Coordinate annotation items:
((
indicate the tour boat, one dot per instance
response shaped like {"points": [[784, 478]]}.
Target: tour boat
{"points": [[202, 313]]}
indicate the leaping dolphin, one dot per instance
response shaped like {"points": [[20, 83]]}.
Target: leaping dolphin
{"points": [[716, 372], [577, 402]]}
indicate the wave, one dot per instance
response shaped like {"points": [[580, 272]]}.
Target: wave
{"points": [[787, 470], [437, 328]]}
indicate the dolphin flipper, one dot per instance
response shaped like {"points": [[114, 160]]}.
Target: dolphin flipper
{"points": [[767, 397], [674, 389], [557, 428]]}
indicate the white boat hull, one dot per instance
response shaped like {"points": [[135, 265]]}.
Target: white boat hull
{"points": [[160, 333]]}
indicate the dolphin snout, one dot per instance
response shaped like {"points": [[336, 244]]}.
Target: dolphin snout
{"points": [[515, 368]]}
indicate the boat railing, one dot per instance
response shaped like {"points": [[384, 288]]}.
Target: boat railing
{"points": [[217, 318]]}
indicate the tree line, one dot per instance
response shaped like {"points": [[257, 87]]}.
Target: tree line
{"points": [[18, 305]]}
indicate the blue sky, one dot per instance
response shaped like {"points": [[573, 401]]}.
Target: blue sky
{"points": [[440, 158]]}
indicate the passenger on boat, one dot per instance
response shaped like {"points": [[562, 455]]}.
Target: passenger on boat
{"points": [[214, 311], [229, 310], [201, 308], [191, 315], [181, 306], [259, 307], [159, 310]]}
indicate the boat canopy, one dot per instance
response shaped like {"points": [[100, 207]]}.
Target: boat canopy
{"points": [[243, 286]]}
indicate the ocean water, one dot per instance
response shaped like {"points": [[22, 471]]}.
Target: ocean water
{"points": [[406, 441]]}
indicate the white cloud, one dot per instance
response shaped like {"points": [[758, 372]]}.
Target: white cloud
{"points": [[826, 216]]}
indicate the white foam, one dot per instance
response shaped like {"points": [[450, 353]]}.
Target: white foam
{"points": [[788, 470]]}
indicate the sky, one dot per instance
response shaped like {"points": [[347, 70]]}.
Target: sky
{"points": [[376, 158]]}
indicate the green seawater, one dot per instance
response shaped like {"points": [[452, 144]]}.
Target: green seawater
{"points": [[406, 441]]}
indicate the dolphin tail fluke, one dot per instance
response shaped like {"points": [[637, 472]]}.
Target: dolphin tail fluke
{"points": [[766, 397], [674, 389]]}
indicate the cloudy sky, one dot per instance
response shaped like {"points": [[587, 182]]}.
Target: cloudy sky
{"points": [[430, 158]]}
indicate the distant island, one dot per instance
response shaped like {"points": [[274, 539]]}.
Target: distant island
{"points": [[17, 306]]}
))
Task prompt:
Quote all of the items above verbatim, line for line.

Solved exercise:
indicate the tour boat, one dot per instance
response shaped like {"points": [[784, 478]]}.
Target: tour boat
{"points": [[202, 313]]}
indicate the leaping dolphin, one dot per instance
response shaped like {"points": [[20, 83]]}.
Target: leaping dolphin
{"points": [[716, 372], [577, 402]]}
indicate the wave, one dot per instance
response shaped like {"points": [[580, 272]]}.
Target: wave
{"points": [[787, 470], [437, 328]]}
indicate the dolphin flipper, one dot per instance
response shaped like {"points": [[114, 160]]}.
Target: dolphin flipper
{"points": [[767, 397], [674, 389], [557, 428]]}
indicate the white boat hull, one dot per instance
response shaped like {"points": [[135, 265]]}.
Target: white boat hull
{"points": [[160, 333]]}
indicate the dolphin snout, one dot per instance
response shaped like {"points": [[336, 244]]}.
Target: dolphin snout
{"points": [[515, 368]]}
indicate the boat railing, one dot per instance
response shaped like {"points": [[384, 288]]}.
Target: boat railing
{"points": [[217, 318]]}
indicate the tree line, one dot per instance
response shaped like {"points": [[257, 87]]}.
Target: tree line
{"points": [[18, 305]]}
indicate the blue sky, one dot per instance
response shaped like {"points": [[573, 401]]}.
Target: blue sky
{"points": [[440, 158]]}
indicate the passenger on boat, one dot per instance
response shaped like {"points": [[562, 455]]}.
Target: passenger on boat
{"points": [[214, 311], [229, 310], [201, 308], [191, 315], [181, 306], [259, 307], [159, 310]]}
indicate the boat canopy, one dot per instance
response shaped like {"points": [[100, 207]]}.
Target: boat canopy
{"points": [[243, 286]]}
indicate the ocean water, one dot per instance
response shaped like {"points": [[22, 471]]}.
Target: ocean water
{"points": [[406, 441]]}
indicate the white cloud, one dot per instance
response shaped like {"points": [[758, 372]]}.
Target: white cloud
{"points": [[826, 216]]}
indicate the white foam, one dot per instance
response shaped like {"points": [[450, 353]]}.
Target: white foam
{"points": [[788, 470]]}
indicate the sky, one dot per instance
response shaped like {"points": [[347, 70]]}.
Target: sky
{"points": [[376, 158]]}
indicate the green seawater, one dot per instance
response shaped like {"points": [[452, 144]]}.
Target: green seawater
{"points": [[406, 441]]}
indicate the dolphin tail fluke, one dot per instance
response shaped like {"points": [[637, 472]]}.
Target: dolphin tail fluke
{"points": [[766, 397], [674, 389]]}
indicate the cloudy sky, one dot per instance
response shaped like {"points": [[587, 182]]}.
Target: cloudy sky
{"points": [[430, 158]]}
indicate the distant island, one dot per instance
response shaped like {"points": [[274, 539]]}.
Target: distant island
{"points": [[17, 306]]}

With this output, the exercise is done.